Dataset items:

★ ★ ★

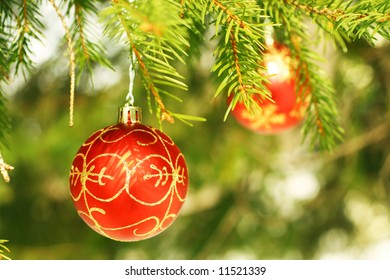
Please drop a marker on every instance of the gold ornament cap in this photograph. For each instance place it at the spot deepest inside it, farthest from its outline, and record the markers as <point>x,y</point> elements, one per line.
<point>129,114</point>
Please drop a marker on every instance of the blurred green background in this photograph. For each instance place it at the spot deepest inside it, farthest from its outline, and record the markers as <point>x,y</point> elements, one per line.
<point>251,196</point>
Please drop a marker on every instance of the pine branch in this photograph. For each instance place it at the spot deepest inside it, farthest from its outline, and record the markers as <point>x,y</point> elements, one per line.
<point>156,34</point>
<point>88,47</point>
<point>3,249</point>
<point>238,55</point>
<point>345,20</point>
<point>72,63</point>
<point>321,125</point>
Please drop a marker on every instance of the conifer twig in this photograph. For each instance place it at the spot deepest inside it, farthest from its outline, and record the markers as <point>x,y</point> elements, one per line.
<point>2,249</point>
<point>72,64</point>
<point>4,168</point>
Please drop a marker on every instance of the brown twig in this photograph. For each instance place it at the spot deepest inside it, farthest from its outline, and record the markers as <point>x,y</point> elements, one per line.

★ ★ ★

WHAT IS EXPECTED:
Copy out everything from the start of the records down to the line containing "<point>129,114</point>", replacing "gold ornament cap" with "golden ornament top" and changing nothing else. Leave the pictures out.

FINAL ANSWER:
Please drop a marker on every instance of the golden ornament top in this photograph. For each instance place it at the spot deepest inside it, farthest from its outline, and record the markers as <point>x,y</point> elements, one per line.
<point>129,114</point>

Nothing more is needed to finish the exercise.